- _Written instruction_
Locate every line that contains the string "hair", and copy each of those lines.

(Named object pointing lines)
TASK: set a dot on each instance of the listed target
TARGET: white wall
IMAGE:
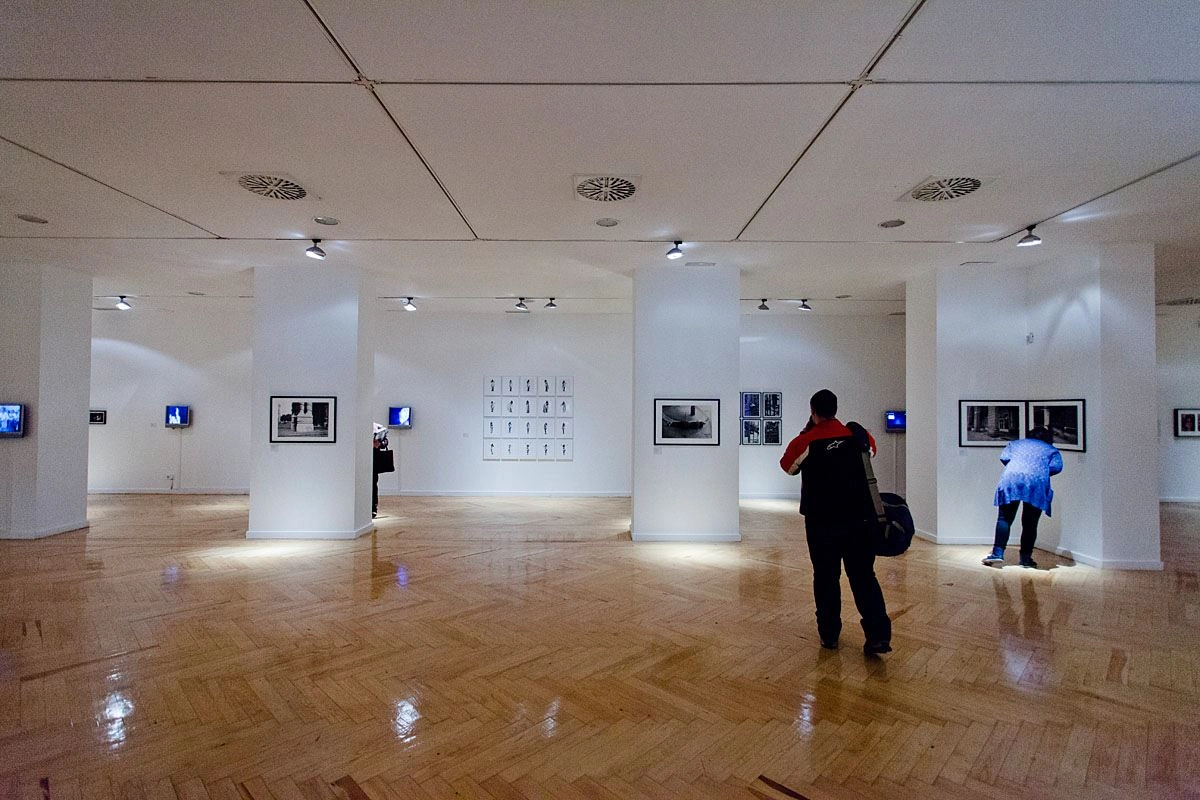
(862, 359)
(144, 360)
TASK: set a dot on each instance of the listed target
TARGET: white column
(685, 347)
(46, 350)
(309, 342)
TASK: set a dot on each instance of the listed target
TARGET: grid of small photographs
(762, 421)
(528, 417)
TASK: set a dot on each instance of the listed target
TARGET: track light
(1030, 239)
(316, 251)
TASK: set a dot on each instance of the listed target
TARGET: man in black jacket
(839, 521)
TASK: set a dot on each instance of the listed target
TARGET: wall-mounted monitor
(12, 420)
(400, 416)
(179, 416)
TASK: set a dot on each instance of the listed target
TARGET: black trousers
(833, 542)
(1030, 516)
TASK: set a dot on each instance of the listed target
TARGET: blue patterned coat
(1029, 464)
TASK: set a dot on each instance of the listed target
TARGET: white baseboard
(311, 534)
(42, 533)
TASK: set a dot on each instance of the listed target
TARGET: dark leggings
(1030, 516)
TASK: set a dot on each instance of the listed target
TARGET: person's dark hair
(1042, 434)
(825, 403)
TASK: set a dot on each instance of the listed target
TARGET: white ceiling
(772, 136)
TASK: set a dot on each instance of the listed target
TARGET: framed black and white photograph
(1063, 419)
(773, 403)
(687, 421)
(751, 405)
(773, 432)
(751, 432)
(990, 423)
(1187, 422)
(304, 419)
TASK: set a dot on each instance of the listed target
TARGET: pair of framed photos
(762, 417)
(994, 423)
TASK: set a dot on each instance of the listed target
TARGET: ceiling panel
(1039, 150)
(622, 41)
(72, 204)
(1035, 40)
(705, 157)
(135, 40)
(181, 146)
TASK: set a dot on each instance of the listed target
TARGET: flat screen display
(12, 420)
(400, 416)
(179, 416)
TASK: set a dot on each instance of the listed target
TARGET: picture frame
(751, 405)
(990, 423)
(1066, 419)
(685, 421)
(304, 419)
(1187, 422)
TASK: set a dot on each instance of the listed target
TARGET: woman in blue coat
(1029, 464)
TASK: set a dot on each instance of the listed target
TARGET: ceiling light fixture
(316, 251)
(1030, 239)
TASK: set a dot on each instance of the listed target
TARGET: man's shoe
(995, 557)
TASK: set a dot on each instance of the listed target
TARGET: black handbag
(385, 461)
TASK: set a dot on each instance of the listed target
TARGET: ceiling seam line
(864, 77)
(1101, 197)
(96, 180)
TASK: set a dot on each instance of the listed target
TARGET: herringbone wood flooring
(525, 648)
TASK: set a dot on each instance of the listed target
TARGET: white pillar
(685, 347)
(46, 350)
(309, 342)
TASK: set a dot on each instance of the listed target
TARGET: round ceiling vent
(946, 188)
(277, 188)
(605, 188)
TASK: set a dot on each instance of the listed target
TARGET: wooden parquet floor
(525, 648)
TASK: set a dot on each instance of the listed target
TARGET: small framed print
(687, 421)
(304, 419)
(773, 432)
(773, 403)
(751, 404)
(751, 432)
(1187, 422)
(1063, 419)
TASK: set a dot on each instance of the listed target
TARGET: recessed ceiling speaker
(604, 188)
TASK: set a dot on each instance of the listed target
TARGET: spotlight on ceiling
(1030, 239)
(316, 251)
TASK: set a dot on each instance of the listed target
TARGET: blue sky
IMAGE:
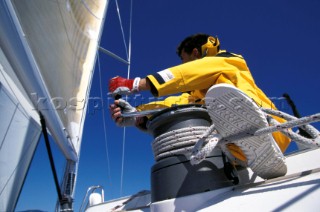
(280, 40)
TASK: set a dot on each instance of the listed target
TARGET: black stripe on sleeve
(159, 78)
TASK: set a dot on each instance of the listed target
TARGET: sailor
(203, 66)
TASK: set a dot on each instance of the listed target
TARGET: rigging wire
(104, 120)
(128, 51)
(122, 31)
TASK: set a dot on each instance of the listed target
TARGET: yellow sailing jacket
(197, 76)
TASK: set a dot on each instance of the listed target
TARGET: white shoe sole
(233, 112)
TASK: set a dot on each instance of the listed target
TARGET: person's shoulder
(224, 53)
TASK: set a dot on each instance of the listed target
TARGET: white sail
(51, 47)
(19, 136)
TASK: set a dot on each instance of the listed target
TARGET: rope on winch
(200, 141)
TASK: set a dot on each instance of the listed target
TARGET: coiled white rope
(198, 142)
(177, 142)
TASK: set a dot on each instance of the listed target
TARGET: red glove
(120, 85)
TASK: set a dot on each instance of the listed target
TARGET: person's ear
(195, 53)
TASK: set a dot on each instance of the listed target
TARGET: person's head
(195, 47)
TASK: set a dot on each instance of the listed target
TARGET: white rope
(200, 141)
(175, 142)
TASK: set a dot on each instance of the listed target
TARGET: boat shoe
(236, 118)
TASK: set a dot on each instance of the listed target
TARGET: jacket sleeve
(196, 75)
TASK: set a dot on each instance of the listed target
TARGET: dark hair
(191, 42)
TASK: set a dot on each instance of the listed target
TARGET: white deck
(299, 190)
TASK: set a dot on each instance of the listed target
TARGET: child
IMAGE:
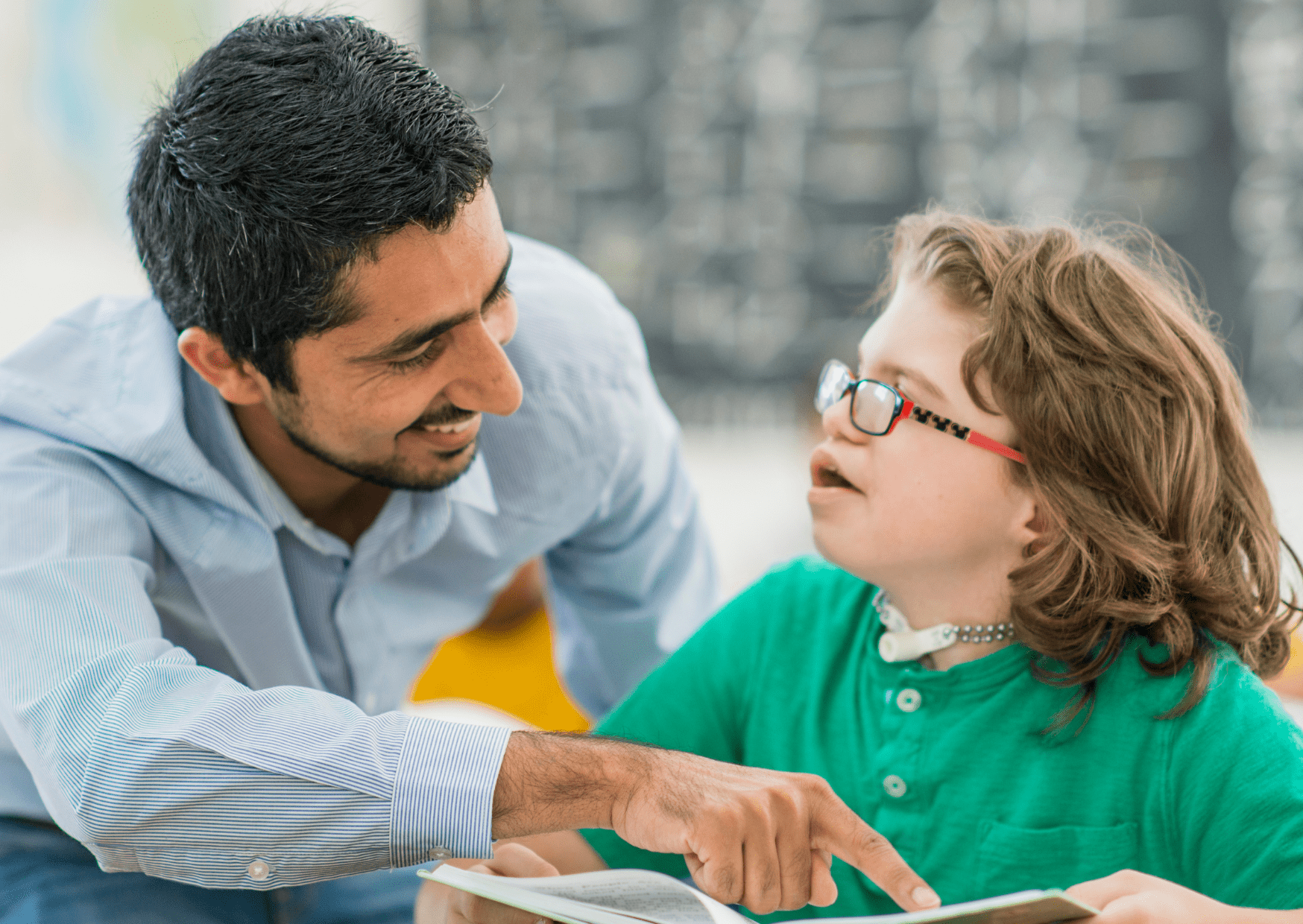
(1040, 475)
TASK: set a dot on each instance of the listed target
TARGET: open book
(641, 897)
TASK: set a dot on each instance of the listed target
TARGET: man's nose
(484, 379)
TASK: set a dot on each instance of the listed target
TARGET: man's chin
(439, 471)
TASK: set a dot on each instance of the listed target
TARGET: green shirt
(954, 769)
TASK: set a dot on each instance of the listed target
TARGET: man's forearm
(555, 782)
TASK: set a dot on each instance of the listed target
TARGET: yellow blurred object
(507, 668)
(1296, 664)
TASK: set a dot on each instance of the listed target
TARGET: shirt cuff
(444, 791)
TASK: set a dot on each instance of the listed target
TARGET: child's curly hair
(1134, 425)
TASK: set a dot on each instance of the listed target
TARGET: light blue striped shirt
(198, 683)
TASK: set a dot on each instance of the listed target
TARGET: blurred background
(728, 167)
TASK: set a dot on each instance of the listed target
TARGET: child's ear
(1036, 527)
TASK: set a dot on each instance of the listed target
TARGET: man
(236, 519)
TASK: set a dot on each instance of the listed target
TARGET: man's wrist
(553, 781)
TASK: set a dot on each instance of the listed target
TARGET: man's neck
(335, 501)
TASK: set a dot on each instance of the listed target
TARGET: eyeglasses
(876, 407)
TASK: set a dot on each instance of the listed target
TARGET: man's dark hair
(288, 149)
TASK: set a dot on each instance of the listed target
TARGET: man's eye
(423, 358)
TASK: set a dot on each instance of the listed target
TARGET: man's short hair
(282, 154)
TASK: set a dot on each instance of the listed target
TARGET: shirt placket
(909, 712)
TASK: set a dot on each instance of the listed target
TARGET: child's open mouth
(824, 473)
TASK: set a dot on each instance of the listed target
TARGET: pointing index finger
(842, 832)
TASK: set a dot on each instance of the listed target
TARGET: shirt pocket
(1010, 859)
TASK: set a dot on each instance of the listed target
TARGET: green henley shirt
(954, 769)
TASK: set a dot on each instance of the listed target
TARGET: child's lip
(827, 475)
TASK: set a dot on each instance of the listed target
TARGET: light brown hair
(1135, 431)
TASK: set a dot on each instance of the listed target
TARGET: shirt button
(909, 700)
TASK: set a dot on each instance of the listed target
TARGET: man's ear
(238, 382)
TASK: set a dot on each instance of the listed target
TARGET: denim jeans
(46, 877)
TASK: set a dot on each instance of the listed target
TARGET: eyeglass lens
(874, 403)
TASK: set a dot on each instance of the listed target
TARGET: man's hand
(1135, 898)
(756, 837)
(438, 903)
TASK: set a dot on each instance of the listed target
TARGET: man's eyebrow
(496, 292)
(409, 341)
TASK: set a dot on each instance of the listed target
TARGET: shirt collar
(475, 487)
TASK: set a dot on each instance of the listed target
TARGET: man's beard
(386, 475)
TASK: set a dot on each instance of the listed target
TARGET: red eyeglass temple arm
(970, 437)
(988, 443)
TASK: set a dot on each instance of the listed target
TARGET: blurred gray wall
(728, 165)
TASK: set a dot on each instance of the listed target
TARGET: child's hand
(1135, 898)
(438, 903)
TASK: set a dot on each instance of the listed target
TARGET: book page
(1020, 908)
(608, 897)
(639, 893)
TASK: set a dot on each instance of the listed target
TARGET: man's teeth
(449, 428)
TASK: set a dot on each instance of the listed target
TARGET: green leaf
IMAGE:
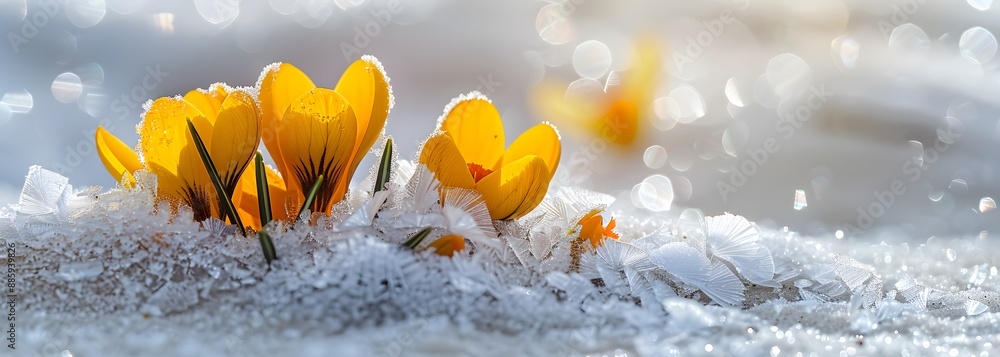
(263, 194)
(268, 246)
(418, 237)
(384, 168)
(228, 209)
(311, 196)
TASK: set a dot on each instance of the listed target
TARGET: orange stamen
(478, 171)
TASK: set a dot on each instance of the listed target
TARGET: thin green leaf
(268, 246)
(263, 193)
(311, 196)
(228, 209)
(384, 167)
(418, 237)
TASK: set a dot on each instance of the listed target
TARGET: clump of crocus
(468, 152)
(229, 123)
(615, 115)
(312, 132)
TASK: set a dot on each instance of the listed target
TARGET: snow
(114, 273)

- _Result for this exercise_
TARGET: person's dark hair
TARGET: dark hair
TARGET: child's curly hair
TARGET: man's dark hair
TARGET: man's short hair
TARGET: light brown hair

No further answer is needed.